* [THE DATA]:
+++++
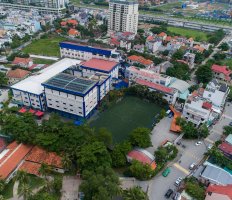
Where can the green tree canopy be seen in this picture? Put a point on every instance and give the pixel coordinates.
(100, 184)
(140, 137)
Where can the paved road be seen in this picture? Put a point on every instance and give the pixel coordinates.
(192, 153)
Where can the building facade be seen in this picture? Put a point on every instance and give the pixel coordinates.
(85, 52)
(48, 6)
(123, 16)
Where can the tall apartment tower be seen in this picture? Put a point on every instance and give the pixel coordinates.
(47, 6)
(123, 16)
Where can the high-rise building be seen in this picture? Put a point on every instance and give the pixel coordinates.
(123, 16)
(49, 6)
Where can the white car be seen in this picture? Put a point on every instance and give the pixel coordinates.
(198, 143)
(178, 181)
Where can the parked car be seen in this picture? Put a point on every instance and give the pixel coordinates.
(166, 172)
(168, 193)
(177, 196)
(178, 181)
(192, 166)
(198, 143)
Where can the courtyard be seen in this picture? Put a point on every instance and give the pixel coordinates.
(126, 115)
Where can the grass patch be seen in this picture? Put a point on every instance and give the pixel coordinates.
(8, 191)
(48, 46)
(125, 116)
(195, 34)
(43, 61)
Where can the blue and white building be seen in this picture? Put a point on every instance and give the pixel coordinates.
(85, 52)
(30, 92)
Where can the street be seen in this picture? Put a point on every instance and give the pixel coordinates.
(159, 185)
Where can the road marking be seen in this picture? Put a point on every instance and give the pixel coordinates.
(181, 168)
(209, 140)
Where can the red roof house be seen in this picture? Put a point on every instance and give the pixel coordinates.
(222, 72)
(23, 62)
(218, 192)
(99, 65)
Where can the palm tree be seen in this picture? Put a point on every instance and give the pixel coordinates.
(25, 191)
(135, 193)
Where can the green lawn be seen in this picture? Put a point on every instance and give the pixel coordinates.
(43, 61)
(48, 46)
(8, 191)
(195, 34)
(125, 116)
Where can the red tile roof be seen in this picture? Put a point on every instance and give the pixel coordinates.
(99, 64)
(225, 147)
(222, 69)
(219, 189)
(39, 155)
(18, 61)
(207, 105)
(140, 59)
(73, 32)
(16, 153)
(17, 73)
(141, 157)
(30, 167)
(155, 86)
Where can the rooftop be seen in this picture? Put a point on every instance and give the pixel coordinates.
(12, 156)
(70, 83)
(33, 84)
(17, 73)
(99, 64)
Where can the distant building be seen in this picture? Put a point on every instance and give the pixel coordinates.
(222, 73)
(85, 52)
(123, 16)
(16, 75)
(47, 6)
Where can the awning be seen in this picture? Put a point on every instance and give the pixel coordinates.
(39, 113)
(23, 110)
(32, 111)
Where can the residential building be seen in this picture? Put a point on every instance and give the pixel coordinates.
(38, 156)
(222, 73)
(133, 73)
(16, 75)
(86, 52)
(215, 175)
(216, 192)
(75, 96)
(23, 62)
(226, 149)
(30, 92)
(140, 60)
(123, 16)
(11, 158)
(216, 93)
(142, 156)
(92, 66)
(46, 6)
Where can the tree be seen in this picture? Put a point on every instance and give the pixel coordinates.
(3, 79)
(135, 193)
(100, 184)
(105, 136)
(224, 46)
(119, 152)
(178, 55)
(141, 171)
(204, 74)
(25, 191)
(93, 155)
(140, 137)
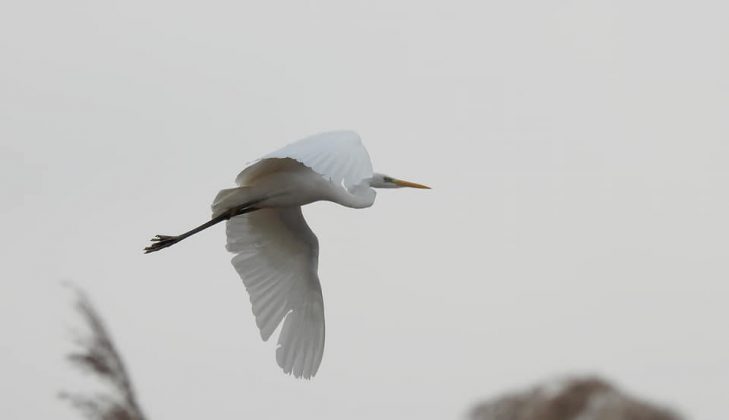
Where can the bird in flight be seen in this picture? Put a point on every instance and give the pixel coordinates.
(276, 253)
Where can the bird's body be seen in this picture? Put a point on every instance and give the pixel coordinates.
(276, 251)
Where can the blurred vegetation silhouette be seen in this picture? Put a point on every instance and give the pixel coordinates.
(578, 398)
(575, 398)
(98, 356)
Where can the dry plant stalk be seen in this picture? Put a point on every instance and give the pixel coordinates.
(99, 357)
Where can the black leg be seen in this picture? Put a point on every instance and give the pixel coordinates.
(164, 241)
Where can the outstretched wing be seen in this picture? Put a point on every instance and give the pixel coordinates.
(338, 156)
(277, 257)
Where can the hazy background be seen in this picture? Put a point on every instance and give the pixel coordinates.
(578, 222)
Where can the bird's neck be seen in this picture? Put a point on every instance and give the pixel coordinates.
(357, 197)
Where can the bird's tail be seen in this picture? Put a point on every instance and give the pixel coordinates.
(230, 198)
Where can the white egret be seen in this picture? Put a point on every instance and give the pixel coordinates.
(276, 251)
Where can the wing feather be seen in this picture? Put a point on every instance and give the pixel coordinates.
(277, 257)
(338, 156)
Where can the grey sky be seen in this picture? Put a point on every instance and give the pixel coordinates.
(578, 222)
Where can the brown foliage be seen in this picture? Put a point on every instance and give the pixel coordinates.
(586, 398)
(99, 357)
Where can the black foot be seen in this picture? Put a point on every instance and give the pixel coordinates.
(160, 242)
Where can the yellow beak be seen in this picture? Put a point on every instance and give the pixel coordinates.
(409, 184)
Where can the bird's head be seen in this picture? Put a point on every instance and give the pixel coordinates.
(386, 181)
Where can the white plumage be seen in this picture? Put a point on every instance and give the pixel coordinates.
(276, 253)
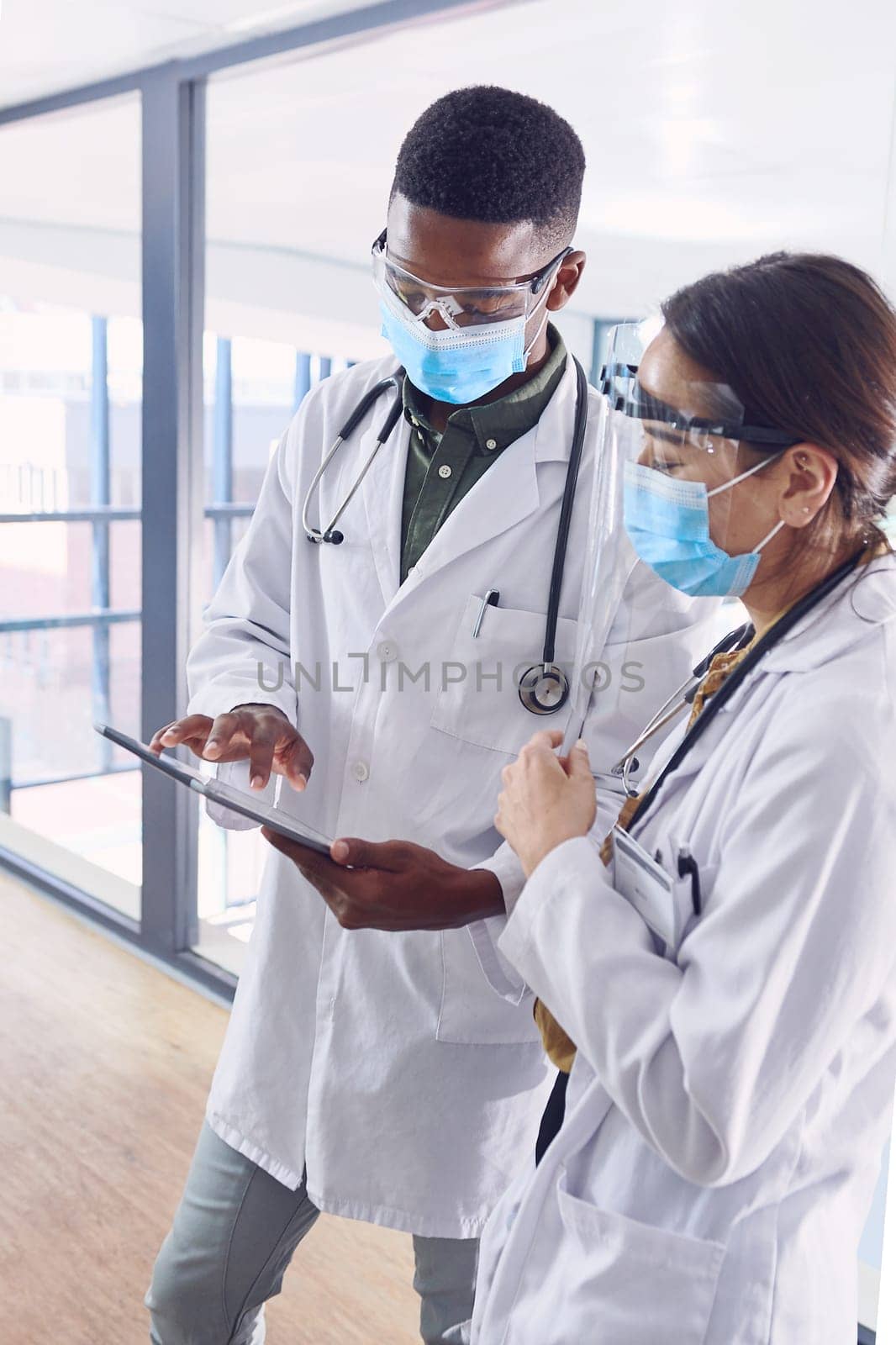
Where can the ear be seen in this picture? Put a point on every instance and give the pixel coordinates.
(566, 282)
(810, 472)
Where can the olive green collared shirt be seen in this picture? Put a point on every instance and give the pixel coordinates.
(441, 467)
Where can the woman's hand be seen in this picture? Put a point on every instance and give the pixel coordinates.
(546, 799)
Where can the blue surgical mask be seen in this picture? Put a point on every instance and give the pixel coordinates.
(667, 522)
(455, 367)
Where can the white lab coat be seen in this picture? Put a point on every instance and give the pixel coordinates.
(387, 1063)
(730, 1102)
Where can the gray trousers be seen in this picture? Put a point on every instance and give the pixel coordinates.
(232, 1239)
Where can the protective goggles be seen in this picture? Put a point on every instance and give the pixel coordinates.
(466, 306)
(712, 410)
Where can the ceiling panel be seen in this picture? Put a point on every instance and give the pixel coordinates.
(53, 45)
(710, 134)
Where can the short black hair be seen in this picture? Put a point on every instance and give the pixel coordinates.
(495, 156)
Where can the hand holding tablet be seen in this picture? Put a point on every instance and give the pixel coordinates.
(222, 794)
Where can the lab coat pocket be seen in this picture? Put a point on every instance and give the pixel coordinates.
(478, 699)
(630, 1282)
(472, 1012)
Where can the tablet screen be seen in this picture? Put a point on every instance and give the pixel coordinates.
(224, 794)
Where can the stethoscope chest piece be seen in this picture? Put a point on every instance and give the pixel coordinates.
(544, 689)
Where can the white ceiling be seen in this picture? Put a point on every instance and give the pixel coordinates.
(712, 132)
(53, 45)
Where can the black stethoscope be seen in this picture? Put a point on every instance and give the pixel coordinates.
(544, 688)
(555, 1110)
(737, 639)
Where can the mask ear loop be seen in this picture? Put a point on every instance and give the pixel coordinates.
(743, 477)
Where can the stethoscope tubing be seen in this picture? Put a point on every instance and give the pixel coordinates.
(549, 672)
(756, 654)
(347, 430)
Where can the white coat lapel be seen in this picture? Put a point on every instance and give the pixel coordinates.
(510, 490)
(383, 490)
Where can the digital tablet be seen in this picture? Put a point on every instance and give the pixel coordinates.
(222, 794)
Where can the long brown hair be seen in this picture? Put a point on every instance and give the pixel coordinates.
(808, 342)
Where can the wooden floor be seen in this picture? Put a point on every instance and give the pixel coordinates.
(104, 1068)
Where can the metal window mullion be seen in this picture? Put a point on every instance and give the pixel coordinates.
(100, 495)
(602, 330)
(222, 456)
(172, 307)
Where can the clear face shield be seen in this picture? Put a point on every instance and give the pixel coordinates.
(672, 477)
(690, 451)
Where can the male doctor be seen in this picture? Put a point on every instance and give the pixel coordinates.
(397, 1076)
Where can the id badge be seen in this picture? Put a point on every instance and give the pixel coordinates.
(646, 885)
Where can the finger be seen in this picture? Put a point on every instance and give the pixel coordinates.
(579, 762)
(353, 853)
(314, 865)
(261, 746)
(179, 731)
(222, 731)
(295, 759)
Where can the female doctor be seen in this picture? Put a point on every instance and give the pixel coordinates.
(723, 979)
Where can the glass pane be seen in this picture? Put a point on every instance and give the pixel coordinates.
(71, 398)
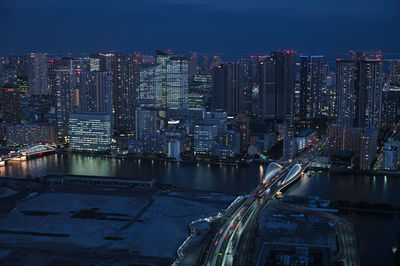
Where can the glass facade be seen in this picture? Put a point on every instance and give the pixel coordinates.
(90, 132)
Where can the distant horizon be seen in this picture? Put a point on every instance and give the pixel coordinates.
(222, 26)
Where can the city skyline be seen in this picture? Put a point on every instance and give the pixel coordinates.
(203, 26)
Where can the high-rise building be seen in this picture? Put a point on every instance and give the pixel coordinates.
(205, 139)
(176, 82)
(359, 93)
(161, 58)
(217, 118)
(229, 86)
(64, 88)
(205, 64)
(192, 66)
(277, 83)
(95, 92)
(311, 82)
(147, 138)
(150, 87)
(37, 74)
(243, 125)
(390, 107)
(90, 131)
(11, 105)
(216, 60)
(394, 74)
(368, 148)
(125, 86)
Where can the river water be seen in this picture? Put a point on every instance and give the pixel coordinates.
(375, 233)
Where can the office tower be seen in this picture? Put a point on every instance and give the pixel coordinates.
(394, 74)
(150, 87)
(53, 65)
(95, 92)
(390, 107)
(243, 125)
(217, 118)
(8, 75)
(363, 55)
(90, 131)
(311, 82)
(346, 138)
(204, 138)
(146, 139)
(20, 64)
(368, 148)
(64, 91)
(290, 148)
(161, 58)
(250, 73)
(359, 92)
(11, 105)
(97, 62)
(192, 66)
(277, 82)
(176, 81)
(37, 74)
(145, 124)
(229, 86)
(205, 64)
(125, 85)
(216, 60)
(229, 147)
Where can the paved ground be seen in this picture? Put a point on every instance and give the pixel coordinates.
(56, 225)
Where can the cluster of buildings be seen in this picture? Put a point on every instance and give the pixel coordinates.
(175, 106)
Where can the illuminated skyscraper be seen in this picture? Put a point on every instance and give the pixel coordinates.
(95, 92)
(311, 82)
(90, 131)
(150, 88)
(11, 105)
(64, 97)
(37, 74)
(277, 82)
(177, 82)
(229, 86)
(359, 92)
(125, 74)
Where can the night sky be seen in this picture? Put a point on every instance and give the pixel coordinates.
(210, 26)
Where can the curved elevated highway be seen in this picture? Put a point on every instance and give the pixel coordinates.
(230, 245)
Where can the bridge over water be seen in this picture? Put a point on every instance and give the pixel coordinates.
(26, 152)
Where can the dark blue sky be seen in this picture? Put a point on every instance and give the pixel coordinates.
(215, 26)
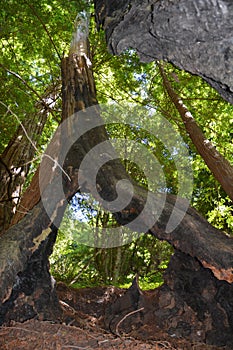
+++++
* [WHAT IS ASKED]: Reproduce verbatim the part of the records that opens with the line containing "Where can the wing" and closes with the line containing "(232, 1239)", including both of those lines. Leave out the pictures.

* [SOLUTION FOR THIS PROBLEM]:
Where can the wing feather be seen in this picture? Put a point on every instance and give the pixel coordinates.
(277, 257)
(338, 156)
Where can the grey sky be seen in this picture? Put a point on every instance and give the pixel coordinates.
(578, 222)
Where can the brown foliage be seen in this picture? Put a point on every instance and give the pixel coordinates.
(586, 398)
(99, 357)
Where can the black foot be seen in this picture? Put a point on every instance and give the pixel coordinates.
(160, 242)
Where can the yellow beak be seen in this picture? Put a point on every instance and give the pixel coordinates.
(409, 184)
Where can the bird's head be seen in this picture? Put a point on every instance and give the pixel coordinates.
(386, 181)
Where can the white plumage be seen in this picture? Put a point on every instance and give the pixel coordinates.
(276, 253)
Where can the ear be seen in this picture? Put a point on every instance and give the pixel coordinates.
(566, 282)
(810, 472)
Where can the olive green collared shirt be seen in this picture? Put a point on every instance and give the pixel coordinates.
(441, 467)
Where can the woman's hand be seen in this picture? Put a point on every instance and give the pixel coordinates.
(546, 799)
Where can the blue surgical mask be seen in this picture? Put a point on every instance and give the pixel coordinates.
(667, 522)
(455, 367)
Where can the white lab coat be seen in this picture? Put a point on every instance and give the pixel coordinates.
(387, 1063)
(730, 1102)
Where can the gray trousers be seen in this picture? Put a point on every instance and give the pixel coordinates.
(232, 1239)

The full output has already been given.